▸ SET PROBLEM
Without the pictures, output the records below word for word.

Part of a data file
▽
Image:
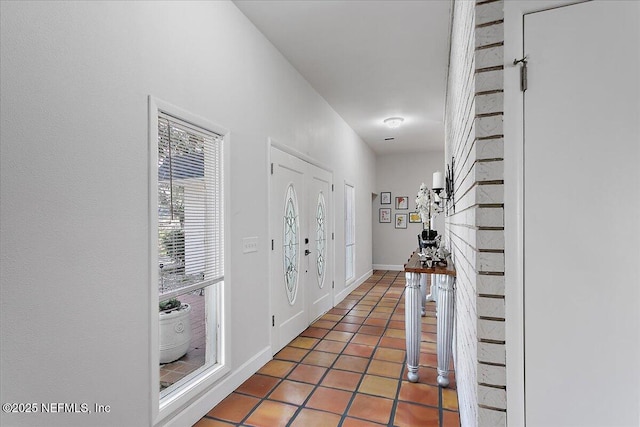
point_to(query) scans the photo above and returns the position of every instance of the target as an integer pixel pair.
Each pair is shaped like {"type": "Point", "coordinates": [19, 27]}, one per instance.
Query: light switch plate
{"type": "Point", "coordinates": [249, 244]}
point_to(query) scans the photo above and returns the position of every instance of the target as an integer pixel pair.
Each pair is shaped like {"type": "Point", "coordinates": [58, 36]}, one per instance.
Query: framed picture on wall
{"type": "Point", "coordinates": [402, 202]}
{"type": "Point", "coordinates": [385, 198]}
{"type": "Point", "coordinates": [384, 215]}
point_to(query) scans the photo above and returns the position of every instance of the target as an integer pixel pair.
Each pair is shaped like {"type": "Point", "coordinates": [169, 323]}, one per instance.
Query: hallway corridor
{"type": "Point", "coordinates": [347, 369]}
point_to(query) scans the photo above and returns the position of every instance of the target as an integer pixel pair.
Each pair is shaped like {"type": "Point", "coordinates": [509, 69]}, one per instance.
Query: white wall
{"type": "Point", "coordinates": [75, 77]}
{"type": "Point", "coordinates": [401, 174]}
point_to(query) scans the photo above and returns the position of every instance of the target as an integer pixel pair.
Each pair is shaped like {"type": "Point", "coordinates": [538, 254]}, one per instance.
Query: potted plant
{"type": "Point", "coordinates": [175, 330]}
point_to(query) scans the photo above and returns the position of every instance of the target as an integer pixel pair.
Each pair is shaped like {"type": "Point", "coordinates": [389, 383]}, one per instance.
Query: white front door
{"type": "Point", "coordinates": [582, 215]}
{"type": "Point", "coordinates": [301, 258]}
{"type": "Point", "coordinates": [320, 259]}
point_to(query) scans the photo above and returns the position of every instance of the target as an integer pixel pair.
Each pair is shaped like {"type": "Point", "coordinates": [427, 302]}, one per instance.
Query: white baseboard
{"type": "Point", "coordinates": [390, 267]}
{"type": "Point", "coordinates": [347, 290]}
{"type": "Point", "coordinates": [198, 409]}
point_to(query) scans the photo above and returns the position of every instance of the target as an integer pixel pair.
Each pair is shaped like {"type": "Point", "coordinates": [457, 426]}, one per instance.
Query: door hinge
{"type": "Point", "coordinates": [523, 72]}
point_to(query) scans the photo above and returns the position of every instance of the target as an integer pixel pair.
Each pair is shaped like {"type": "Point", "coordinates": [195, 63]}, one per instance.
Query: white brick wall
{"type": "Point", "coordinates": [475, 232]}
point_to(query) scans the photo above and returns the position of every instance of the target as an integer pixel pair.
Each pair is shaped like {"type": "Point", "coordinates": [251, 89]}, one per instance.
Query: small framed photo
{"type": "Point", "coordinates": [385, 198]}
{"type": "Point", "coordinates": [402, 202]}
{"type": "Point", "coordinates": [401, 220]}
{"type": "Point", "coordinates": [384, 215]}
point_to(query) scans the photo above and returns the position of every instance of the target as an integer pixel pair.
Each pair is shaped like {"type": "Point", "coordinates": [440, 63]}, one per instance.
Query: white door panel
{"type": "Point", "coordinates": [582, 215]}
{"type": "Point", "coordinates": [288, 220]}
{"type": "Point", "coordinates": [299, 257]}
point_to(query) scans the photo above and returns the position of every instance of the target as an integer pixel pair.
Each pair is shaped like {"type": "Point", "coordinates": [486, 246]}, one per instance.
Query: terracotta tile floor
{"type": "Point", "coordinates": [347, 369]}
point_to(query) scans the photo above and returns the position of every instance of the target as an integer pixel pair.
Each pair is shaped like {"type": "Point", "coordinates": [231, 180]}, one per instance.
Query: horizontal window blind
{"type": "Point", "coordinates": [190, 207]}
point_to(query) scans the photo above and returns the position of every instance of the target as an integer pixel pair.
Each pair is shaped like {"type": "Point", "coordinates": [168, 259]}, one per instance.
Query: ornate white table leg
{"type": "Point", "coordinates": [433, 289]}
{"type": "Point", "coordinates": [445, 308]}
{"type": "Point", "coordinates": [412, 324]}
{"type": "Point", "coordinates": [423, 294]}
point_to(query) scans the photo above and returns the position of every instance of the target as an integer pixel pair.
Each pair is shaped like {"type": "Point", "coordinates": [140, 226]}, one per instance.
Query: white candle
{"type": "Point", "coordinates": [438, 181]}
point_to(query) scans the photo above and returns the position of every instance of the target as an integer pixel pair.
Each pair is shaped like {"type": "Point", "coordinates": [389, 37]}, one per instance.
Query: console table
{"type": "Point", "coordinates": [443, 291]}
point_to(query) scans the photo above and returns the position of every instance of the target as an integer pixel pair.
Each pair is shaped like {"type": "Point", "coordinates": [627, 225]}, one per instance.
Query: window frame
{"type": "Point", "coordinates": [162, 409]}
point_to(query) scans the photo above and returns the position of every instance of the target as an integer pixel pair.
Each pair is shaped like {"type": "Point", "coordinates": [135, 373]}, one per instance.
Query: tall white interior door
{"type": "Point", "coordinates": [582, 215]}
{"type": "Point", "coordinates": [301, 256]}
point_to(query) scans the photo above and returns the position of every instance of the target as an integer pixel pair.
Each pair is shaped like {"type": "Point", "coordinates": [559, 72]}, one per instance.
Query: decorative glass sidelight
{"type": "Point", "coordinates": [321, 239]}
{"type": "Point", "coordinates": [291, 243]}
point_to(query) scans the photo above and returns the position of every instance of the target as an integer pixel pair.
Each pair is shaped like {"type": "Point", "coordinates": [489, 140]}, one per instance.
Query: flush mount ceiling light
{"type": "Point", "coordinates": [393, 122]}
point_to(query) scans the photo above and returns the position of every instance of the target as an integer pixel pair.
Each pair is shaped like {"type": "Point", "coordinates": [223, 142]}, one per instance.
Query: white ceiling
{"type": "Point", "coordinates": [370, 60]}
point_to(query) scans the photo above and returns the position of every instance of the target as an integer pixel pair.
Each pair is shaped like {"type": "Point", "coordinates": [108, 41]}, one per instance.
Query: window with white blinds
△
▸ RESPONSE TO THE EXERCISE
Image:
point_to(query) scans the photo above and returns the position of every instance of the target as an integer pixel pair.
Each pair is shaped like {"type": "Point", "coordinates": [19, 27]}, one per instance.
Query: light switch plate
{"type": "Point", "coordinates": [249, 244]}
point_to(query) scans the photo above and returns the position of every instance of the target as an integer pixel pair.
Each pair is shaped like {"type": "Point", "coordinates": [58, 36]}, one per instance.
Query: framed picture on wall
{"type": "Point", "coordinates": [402, 202]}
{"type": "Point", "coordinates": [385, 198]}
{"type": "Point", "coordinates": [384, 215]}
point_to(query) scans the photo above and returns the position of every instance of the target as an integer pixel pair.
Each pair is shaped like {"type": "Point", "coordinates": [169, 323]}, one per instance.
Query: hallway corridor
{"type": "Point", "coordinates": [347, 369]}
point_to(query) scans the photo above and returns the position of every instance of the target as an integer pixel pair.
Each pair is shaped like {"type": "Point", "coordinates": [509, 69]}, one per instance.
Query: white wall
{"type": "Point", "coordinates": [75, 77]}
{"type": "Point", "coordinates": [401, 174]}
point_to(query) scans the photo above and returns the position of every instance of the target as an integer pixel pair.
Each pair is shaped like {"type": "Point", "coordinates": [538, 254]}, one per instance.
Query: potted plant
{"type": "Point", "coordinates": [175, 330]}
point_to(query) scans the photo above and returns the position of every instance of the target as an integer pixel pair.
Each pair is shaped like {"type": "Point", "coordinates": [389, 383]}, one per instance.
Query: white front door
{"type": "Point", "coordinates": [582, 215]}
{"type": "Point", "coordinates": [301, 258]}
{"type": "Point", "coordinates": [320, 259]}
point_to(query) scans the photo above and returns the position of every instance of the target as an integer pixel pair.
Each pair is shaped like {"type": "Point", "coordinates": [427, 302]}, one per instance.
Query: white baseboard
{"type": "Point", "coordinates": [390, 267]}
{"type": "Point", "coordinates": [347, 290]}
{"type": "Point", "coordinates": [198, 409]}
point_to(query) scans the photo above and returns the position of every instance of the target as an integer pixel pair.
Each pair is shaped like {"type": "Point", "coordinates": [457, 426]}, one per instance.
Query: door hinge
{"type": "Point", "coordinates": [523, 72]}
point_to(query) scans the photo above and returns the position of every instance of the target as an integer pixel pair.
Each pair is shaped like {"type": "Point", "coordinates": [195, 63]}, one per instance.
Query: white brick wall
{"type": "Point", "coordinates": [475, 232]}
point_to(query) scans the photo above and returns the position of every instance of the target as an integer pixel pair.
Each pair is shaped like {"type": "Point", "coordinates": [251, 89]}, one per instance.
Query: small framed photo
{"type": "Point", "coordinates": [385, 198]}
{"type": "Point", "coordinates": [402, 202]}
{"type": "Point", "coordinates": [401, 220]}
{"type": "Point", "coordinates": [384, 215]}
point_to(query) scans the photo above and returns the position of every instance of the target as an integer pixel pair.
Each pair is shaped like {"type": "Point", "coordinates": [440, 63]}, one per instance.
Query: white door panel
{"type": "Point", "coordinates": [582, 215]}
{"type": "Point", "coordinates": [288, 220]}
{"type": "Point", "coordinates": [299, 257]}
point_to(query) scans the photo above and returns the position of every instance of the target as an integer pixel pair.
Each pair is shaped like {"type": "Point", "coordinates": [486, 246]}, one per instance.
Query: terracotta tile floor
{"type": "Point", "coordinates": [347, 369]}
point_to(query) scans the photo above and returns the position of every instance of the target as an integer pixel pair.
Each pair is shaped like {"type": "Point", "coordinates": [231, 180]}, one per instance.
Query: horizontal window blind
{"type": "Point", "coordinates": [190, 207]}
point_to(query) scans the photo above and returns the position of every instance of the target as an integer pixel pair.
Each pair is shaped like {"type": "Point", "coordinates": [168, 259]}, one per instance.
Query: ornate white table leg
{"type": "Point", "coordinates": [433, 289]}
{"type": "Point", "coordinates": [445, 308]}
{"type": "Point", "coordinates": [412, 324]}
{"type": "Point", "coordinates": [423, 294]}
point_to(query) scans the photo above and returns the position of every instance of the target as an integer pixel pair.
Each pair is shaped like {"type": "Point", "coordinates": [140, 226]}, one per instance.
Query: white candle
{"type": "Point", "coordinates": [438, 181]}
point_to(query) scans the photo above and returns the position of every instance of the target as an integer pixel pair.
Each pair is shaped like {"type": "Point", "coordinates": [389, 37]}, one per instance.
Query: console table
{"type": "Point", "coordinates": [443, 291]}
point_to(query) scans the photo above and returns the position of every instance of the target as an integer pixel pair.
Each pair is shaped like {"type": "Point", "coordinates": [627, 225]}, one per instance.
Query: window frame
{"type": "Point", "coordinates": [162, 409]}
point_to(query) scans the photo above and returns the position of every instance of the target as an integer pixel pair.
Each pair is shaped like {"type": "Point", "coordinates": [135, 373]}, one per instance.
Query: tall white interior door
{"type": "Point", "coordinates": [582, 215]}
{"type": "Point", "coordinates": [301, 256]}
point_to(query) scans the photo above and returns the position of every instance of the target as an integer pixel pair.
Each pair is shaped like {"type": "Point", "coordinates": [559, 72]}, one per instance.
Query: decorative glass sidelight
{"type": "Point", "coordinates": [321, 239]}
{"type": "Point", "coordinates": [291, 243]}
point_to(query) scans the photo above and returns the position of every instance of the target as an integer pixel pair.
Each pair is shaped like {"type": "Point", "coordinates": [489, 140]}, one per instance.
Query: flush mount ceiling light
{"type": "Point", "coordinates": [393, 122]}
point_to(query) scans the photo above and returns the position of every instance of the target as an integer pixel pair.
Each pair is shaped like {"type": "Point", "coordinates": [223, 142]}, one per instance.
Query: white ceiling
{"type": "Point", "coordinates": [370, 60]}
point_to(query) scans the photo above and returns the position of every instance of the target as an integer pixel pair.
Each pair is shaped like {"type": "Point", "coordinates": [108, 41]}, one per instance.
Query: window with white blinds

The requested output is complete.